Reproduce, word for word, the stretch of the film review that opens with the words containing "Just when she" and closes with "that she built.".

• Source document
- - - - - - -

Young Clara’s (Mackenzie Foy) late mother leaves her a special gift, which she opens on Christmas Eve. It is a bronze egg with a note that reads: “Everything you need is inside.” But it requires a special key to open. Clara and her father go to the home of her godfather, Drosselmeyer (Morgan Freeman), an engineer, for the traditional party and opening of gifts. Drosselmeyer tells Clara, who loves physics and mechanics, that he made the egg for her at the direction of her mother and that she must seek the key. Clara follows a string with her name on it into a parallel universe.
Just when she sees the key, however, a mouse grabs it and runs away. She crosses a frozen lake to find a soldier, Captain Philip (Jayden Fowora-Knight), guarding the bridge to the Fourth Realm, or Land of Amusements, but they cannot get the key. Philip leads Clara to the palace where she meets Sugar Plum (Keira Knightley), the regent of the Realm of Sweets; Hawthorne (Eugenio Derbez), regent of the Land of Flowers; and Shiver (Richard E. Grant), regent of the Land of Snowflakes. She learns that her mother created this magical place and every creature in it with a gigantic engine that she built.
The regents are at war with Mother Ginger (Helen Mirren), regent of the Land of Amusements. Because the key needed to turn on the machine is like the one for her egg, Clara and Philip retrieve the key from Mother Ginger, and Sugar Plum starts up the engine. But things are not as they seem.
The Nutcracker and the Four Realms is a kind of beautiful mess. While the story is based on E.T.A. Hoffmann’s 1816 story “The Nutcracker and the Mouse King,” this most recent derivative does not feel organic; it feels forced and forged together by too much money and too little plot.

- - - - - - -

• Dataset extract
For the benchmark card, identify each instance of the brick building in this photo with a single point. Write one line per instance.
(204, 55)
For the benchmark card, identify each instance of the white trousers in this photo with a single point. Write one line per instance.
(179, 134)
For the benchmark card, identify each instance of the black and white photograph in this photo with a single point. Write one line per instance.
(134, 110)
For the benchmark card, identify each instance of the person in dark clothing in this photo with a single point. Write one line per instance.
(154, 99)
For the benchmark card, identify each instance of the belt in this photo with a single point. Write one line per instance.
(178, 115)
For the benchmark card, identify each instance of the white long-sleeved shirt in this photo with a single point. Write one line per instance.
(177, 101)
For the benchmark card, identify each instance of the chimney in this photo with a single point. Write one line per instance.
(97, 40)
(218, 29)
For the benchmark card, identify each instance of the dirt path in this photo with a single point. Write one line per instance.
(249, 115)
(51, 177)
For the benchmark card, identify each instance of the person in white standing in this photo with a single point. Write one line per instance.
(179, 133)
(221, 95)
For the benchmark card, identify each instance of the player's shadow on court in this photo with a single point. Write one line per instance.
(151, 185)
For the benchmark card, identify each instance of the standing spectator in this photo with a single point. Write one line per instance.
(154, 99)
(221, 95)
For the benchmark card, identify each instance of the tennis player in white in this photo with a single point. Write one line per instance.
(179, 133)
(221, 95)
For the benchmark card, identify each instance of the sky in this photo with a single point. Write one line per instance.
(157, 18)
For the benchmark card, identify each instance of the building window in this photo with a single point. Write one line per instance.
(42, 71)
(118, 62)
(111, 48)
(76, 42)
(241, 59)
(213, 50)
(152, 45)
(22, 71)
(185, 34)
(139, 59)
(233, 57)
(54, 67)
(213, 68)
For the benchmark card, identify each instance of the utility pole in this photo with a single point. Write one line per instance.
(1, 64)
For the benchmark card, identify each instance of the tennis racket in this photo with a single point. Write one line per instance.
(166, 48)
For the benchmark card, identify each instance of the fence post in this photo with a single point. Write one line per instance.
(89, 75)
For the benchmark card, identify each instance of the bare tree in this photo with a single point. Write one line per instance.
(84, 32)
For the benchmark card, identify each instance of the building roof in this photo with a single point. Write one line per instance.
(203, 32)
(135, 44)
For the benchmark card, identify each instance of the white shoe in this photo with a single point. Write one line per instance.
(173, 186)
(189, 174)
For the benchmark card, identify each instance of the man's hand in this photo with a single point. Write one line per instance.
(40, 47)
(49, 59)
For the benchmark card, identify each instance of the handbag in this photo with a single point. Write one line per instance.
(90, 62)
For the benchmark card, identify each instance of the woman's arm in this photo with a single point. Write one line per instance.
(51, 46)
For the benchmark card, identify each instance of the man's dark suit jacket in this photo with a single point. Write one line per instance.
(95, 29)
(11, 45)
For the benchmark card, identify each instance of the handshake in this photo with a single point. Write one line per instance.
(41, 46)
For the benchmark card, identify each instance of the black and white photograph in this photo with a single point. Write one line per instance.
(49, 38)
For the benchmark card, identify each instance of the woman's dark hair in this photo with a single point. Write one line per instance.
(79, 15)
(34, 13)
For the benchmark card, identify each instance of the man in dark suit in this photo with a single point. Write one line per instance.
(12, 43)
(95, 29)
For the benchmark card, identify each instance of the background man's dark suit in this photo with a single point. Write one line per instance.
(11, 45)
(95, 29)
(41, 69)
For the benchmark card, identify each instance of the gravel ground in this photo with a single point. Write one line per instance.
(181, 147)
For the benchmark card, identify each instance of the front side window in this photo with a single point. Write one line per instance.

- - - - - - -

• Task result
Just when she sees the key, however, a mouse grabs it and runs away. She crosses a frozen lake to find a soldier, Captain Philip (Jayden Fowora-Knight), guarding the bridge to the Fourth Realm, or Land of Amusements, but they cannot get the key. Philip leads Clara to the palace where she meets Sugar Plum (Keira Knightley), the regent of the Realm of Sweets; Hawthorne (Eugenio Derbez), regent of the Land of Flowers; and Shiver (Richard E. Grant), regent of the Land of Snowflakes. She learns that her mother created this magical place and every creature in it with a gigantic engine that she built.